▸ **THE PROBLEM**
Edit the entries starting at the beginning and ending at the line that contains "POLYGON ((72 135, 60", replacing "stone column" with "stone pillar" and leaving everything else unchanged.

# RECORDS FOR THE TASK start

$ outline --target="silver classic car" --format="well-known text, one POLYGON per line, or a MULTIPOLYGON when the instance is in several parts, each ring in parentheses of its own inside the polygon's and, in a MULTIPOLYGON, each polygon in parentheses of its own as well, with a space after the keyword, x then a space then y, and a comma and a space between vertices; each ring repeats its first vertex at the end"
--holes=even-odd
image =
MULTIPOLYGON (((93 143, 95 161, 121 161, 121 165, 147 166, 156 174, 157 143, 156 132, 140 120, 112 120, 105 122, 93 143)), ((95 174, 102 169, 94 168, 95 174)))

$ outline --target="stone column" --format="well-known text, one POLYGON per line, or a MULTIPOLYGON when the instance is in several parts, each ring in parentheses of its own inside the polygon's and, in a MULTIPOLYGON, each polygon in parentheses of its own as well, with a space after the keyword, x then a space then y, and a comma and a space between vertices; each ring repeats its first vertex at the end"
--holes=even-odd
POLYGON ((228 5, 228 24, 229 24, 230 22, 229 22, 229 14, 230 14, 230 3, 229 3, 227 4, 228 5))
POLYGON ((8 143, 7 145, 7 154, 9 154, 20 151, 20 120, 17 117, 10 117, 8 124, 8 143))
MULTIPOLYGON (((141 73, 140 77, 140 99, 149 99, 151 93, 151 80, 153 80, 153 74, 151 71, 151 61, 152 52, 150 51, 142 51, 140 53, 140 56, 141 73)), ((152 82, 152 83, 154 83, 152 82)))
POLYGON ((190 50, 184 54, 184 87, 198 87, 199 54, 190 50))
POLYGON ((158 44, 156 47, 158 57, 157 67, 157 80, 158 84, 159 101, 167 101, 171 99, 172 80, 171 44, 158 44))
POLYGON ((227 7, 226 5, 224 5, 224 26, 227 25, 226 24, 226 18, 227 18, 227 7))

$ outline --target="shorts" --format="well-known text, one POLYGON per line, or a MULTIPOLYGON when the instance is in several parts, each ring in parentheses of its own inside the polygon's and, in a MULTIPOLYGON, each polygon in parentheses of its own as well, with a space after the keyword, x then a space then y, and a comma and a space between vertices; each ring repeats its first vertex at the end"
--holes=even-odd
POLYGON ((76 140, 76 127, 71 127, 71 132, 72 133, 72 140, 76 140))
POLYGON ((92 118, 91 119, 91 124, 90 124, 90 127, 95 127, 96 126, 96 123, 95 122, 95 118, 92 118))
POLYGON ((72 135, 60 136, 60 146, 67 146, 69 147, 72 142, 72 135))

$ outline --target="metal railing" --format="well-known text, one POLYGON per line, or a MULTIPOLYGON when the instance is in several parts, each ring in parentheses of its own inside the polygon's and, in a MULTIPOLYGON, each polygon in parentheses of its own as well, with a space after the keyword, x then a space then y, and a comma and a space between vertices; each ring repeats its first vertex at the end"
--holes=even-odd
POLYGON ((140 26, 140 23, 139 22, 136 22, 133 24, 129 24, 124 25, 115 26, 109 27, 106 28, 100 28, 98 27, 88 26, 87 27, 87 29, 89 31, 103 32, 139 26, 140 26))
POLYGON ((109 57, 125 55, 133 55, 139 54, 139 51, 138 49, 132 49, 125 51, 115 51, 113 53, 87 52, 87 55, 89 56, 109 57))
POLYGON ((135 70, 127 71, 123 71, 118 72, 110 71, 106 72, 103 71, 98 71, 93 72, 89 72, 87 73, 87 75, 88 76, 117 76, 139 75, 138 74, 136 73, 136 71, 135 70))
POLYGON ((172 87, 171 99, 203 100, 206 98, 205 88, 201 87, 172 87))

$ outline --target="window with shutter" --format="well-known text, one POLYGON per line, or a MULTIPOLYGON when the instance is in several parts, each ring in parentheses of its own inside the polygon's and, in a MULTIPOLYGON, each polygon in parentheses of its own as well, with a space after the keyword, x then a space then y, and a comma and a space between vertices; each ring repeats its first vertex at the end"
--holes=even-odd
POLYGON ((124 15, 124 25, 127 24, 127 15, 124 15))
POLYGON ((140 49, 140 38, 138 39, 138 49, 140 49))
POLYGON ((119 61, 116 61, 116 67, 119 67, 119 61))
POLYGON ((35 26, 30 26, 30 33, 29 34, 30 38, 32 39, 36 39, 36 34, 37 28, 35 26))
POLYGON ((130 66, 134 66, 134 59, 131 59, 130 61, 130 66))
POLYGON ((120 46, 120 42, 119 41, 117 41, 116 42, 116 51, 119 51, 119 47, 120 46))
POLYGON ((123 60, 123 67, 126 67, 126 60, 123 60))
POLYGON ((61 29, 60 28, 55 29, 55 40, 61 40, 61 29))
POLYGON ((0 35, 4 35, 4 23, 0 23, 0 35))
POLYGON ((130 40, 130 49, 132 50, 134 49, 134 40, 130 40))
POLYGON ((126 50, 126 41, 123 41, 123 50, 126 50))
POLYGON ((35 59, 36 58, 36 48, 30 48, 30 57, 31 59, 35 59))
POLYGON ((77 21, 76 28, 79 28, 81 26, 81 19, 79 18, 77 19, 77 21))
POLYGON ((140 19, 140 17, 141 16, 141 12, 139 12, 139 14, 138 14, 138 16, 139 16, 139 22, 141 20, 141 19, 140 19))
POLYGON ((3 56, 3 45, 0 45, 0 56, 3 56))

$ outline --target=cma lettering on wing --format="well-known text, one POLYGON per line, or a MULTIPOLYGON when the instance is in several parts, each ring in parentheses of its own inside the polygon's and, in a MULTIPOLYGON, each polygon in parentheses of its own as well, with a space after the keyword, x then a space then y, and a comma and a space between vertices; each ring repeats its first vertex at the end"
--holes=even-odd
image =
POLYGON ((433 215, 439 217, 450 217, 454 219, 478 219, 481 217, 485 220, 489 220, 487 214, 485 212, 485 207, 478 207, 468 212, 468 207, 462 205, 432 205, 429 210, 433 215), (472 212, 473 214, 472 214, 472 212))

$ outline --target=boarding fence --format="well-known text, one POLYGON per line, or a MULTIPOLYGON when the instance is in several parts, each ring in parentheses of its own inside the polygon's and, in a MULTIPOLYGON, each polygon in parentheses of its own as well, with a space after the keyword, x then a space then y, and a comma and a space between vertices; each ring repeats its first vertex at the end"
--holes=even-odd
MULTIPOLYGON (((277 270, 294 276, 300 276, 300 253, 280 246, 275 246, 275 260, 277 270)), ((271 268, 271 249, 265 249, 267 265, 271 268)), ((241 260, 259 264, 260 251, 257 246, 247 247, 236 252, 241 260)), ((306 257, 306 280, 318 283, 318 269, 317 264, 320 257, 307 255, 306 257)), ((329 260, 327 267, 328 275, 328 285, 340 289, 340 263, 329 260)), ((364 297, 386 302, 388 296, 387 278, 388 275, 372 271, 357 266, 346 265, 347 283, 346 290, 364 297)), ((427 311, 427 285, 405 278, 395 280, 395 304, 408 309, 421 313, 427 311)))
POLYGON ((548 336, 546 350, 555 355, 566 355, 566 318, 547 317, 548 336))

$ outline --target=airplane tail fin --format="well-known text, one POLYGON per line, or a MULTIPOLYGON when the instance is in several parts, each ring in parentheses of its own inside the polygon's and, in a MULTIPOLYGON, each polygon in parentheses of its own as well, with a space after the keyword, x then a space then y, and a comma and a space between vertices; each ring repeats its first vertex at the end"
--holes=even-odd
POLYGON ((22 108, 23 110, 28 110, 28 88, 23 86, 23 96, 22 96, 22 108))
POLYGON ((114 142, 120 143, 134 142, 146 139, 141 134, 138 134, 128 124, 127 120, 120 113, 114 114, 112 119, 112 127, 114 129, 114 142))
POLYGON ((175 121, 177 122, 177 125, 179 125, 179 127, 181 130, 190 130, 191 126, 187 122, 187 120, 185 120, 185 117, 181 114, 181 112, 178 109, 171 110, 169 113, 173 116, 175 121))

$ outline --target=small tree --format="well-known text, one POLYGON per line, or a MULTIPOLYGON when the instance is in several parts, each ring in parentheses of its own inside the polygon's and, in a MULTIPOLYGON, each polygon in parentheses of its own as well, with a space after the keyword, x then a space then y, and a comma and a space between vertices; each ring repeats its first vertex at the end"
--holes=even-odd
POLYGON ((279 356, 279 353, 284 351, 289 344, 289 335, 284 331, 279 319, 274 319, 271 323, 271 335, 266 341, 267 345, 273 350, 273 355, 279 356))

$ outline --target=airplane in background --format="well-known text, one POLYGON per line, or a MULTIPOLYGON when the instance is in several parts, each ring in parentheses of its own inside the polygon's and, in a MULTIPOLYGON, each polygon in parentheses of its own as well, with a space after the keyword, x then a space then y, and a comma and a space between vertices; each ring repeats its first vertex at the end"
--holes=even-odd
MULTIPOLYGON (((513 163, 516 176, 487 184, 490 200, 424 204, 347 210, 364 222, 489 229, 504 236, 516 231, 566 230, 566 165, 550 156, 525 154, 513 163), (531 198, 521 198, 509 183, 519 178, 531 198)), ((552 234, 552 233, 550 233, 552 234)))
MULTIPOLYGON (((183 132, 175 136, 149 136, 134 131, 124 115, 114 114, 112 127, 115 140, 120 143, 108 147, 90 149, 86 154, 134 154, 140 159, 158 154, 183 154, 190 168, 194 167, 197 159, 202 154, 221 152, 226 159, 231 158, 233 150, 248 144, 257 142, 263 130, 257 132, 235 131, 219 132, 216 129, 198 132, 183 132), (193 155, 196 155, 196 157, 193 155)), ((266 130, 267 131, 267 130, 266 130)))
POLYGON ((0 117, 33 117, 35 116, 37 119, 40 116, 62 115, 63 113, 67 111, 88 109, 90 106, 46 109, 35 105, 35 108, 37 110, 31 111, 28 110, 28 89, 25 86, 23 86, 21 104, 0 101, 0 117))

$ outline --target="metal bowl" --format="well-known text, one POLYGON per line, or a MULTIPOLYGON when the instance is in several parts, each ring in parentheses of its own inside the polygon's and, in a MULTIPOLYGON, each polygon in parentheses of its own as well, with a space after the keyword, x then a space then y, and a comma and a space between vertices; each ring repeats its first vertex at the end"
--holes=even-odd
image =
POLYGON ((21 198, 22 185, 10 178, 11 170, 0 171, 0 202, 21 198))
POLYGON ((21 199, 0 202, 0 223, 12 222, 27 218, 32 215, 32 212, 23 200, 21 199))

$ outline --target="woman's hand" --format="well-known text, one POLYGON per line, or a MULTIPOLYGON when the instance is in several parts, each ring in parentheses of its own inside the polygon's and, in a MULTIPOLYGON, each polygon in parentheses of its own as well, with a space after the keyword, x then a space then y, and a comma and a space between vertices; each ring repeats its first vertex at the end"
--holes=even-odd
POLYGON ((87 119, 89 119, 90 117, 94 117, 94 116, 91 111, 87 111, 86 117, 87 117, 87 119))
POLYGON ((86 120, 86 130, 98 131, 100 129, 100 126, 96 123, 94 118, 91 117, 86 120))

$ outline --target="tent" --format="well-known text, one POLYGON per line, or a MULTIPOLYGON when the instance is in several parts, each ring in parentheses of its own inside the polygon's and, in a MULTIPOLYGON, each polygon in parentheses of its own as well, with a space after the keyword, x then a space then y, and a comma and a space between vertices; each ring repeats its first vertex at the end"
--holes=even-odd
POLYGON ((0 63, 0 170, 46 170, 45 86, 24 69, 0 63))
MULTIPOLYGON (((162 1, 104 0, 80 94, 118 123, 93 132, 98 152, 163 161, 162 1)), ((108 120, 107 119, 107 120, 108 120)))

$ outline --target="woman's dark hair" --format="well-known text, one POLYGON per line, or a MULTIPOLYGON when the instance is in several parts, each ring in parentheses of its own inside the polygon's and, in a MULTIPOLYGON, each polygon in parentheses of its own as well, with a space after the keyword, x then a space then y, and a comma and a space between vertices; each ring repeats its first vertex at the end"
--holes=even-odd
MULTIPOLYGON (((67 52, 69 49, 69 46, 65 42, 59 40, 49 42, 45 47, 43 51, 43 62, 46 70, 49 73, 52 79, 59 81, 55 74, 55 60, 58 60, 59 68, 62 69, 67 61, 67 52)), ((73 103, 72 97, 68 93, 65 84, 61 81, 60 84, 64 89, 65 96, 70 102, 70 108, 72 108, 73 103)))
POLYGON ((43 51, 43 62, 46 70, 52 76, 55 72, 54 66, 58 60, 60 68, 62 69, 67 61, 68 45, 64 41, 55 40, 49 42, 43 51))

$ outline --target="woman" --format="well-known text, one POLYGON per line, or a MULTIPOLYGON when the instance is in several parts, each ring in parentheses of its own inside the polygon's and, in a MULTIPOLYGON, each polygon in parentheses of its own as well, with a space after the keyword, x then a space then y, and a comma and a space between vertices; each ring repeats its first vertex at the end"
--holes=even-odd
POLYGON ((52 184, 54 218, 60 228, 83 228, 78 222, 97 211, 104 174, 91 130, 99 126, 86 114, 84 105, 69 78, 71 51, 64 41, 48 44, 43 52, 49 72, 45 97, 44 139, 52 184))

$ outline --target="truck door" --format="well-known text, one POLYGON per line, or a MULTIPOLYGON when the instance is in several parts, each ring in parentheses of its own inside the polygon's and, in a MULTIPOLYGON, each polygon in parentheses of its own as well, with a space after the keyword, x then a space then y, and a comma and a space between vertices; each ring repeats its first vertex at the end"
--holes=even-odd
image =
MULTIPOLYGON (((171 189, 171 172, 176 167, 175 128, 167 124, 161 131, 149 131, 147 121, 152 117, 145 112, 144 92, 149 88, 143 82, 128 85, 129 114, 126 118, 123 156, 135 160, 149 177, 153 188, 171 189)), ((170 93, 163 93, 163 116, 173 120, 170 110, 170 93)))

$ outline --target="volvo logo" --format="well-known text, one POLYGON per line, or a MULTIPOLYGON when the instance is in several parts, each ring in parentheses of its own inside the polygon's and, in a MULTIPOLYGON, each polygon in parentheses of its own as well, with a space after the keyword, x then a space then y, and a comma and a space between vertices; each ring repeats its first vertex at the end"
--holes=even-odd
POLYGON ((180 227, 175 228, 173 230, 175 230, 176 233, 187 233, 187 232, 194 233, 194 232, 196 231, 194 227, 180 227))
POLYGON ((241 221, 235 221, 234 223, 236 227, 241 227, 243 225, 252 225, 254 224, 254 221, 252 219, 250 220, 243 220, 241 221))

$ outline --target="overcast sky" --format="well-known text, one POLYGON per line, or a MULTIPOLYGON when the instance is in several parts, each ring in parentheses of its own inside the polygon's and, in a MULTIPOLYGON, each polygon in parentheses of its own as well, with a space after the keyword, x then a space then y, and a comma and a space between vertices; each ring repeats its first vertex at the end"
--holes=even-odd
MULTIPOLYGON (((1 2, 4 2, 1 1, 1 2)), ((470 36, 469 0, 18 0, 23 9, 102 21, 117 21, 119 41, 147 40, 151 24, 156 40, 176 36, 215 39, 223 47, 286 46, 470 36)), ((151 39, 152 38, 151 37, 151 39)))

# RECORDS FOR THE TASK end

▸ **REPLY TO THE TASK**
$ outline --target="silver classic car" --format="well-known text, one POLYGON per line, or a MULTIPOLYGON when the instance is in several parts, each ring in parentheses of its own inside the polygon's and, in a MULTIPOLYGON, each polygon in parentheses of its own as well, with a space after the keyword, x then a space then y, and a comma and a space between vertices; each ring repeats its first vertex at the end"
--holes=even-odd
image =
MULTIPOLYGON (((93 143, 95 161, 121 161, 121 165, 147 166, 156 174, 157 143, 156 132, 140 120, 112 120, 105 122, 93 143)), ((95 174, 102 169, 94 168, 95 174)))

$ outline --target="stone pillar" --format="well-known text, one POLYGON per line, or a MULTIPOLYGON when the instance is in several parts, each ring in parentheses of its own inside the polygon's and, in a MULTIPOLYGON, each polygon in parentheses of its own as well, with a space after the keyword, x then a space then y, and a comma and a space between vertices; each ring repeats its first vertex at the end"
--holes=even-odd
POLYGON ((228 5, 228 24, 229 24, 230 22, 229 22, 229 14, 230 14, 230 3, 229 3, 227 4, 228 5))
POLYGON ((8 143, 7 145, 7 154, 9 154, 20 151, 20 120, 17 117, 10 117, 8 124, 8 143))
MULTIPOLYGON (((141 73, 140 77, 140 99, 149 99, 151 93, 151 80, 153 80, 153 74, 151 71, 151 61, 152 52, 150 51, 142 51, 140 53, 140 56, 141 73)), ((152 82, 152 83, 154 83, 152 82)))
POLYGON ((190 50, 184 54, 184 87, 198 87, 199 54, 190 50))
POLYGON ((158 44, 156 47, 158 57, 157 67, 157 80, 158 84, 159 101, 167 101, 171 99, 172 80, 171 44, 158 44))
POLYGON ((227 7, 226 5, 224 5, 224 26, 227 25, 226 24, 226 18, 227 18, 227 7))

$ outline --target="shorts" --format="well-known text, one POLYGON per line, or a MULTIPOLYGON when the instance is in several parts, each ring in parentheses of its own inside the polygon's and, in a MULTIPOLYGON, each polygon in parentheses of its own as well, with a space after the keyword, x then a space then y, and a comma and a space between vertices; each ring repeats its first vertex at the end"
--holes=even-odd
POLYGON ((76 140, 76 127, 71 127, 71 132, 72 133, 72 140, 76 140))
POLYGON ((92 118, 91 119, 91 124, 90 124, 90 127, 95 127, 96 126, 96 123, 95 122, 95 118, 92 118))
POLYGON ((72 135, 60 136, 60 146, 67 146, 69 147, 72 142, 72 135))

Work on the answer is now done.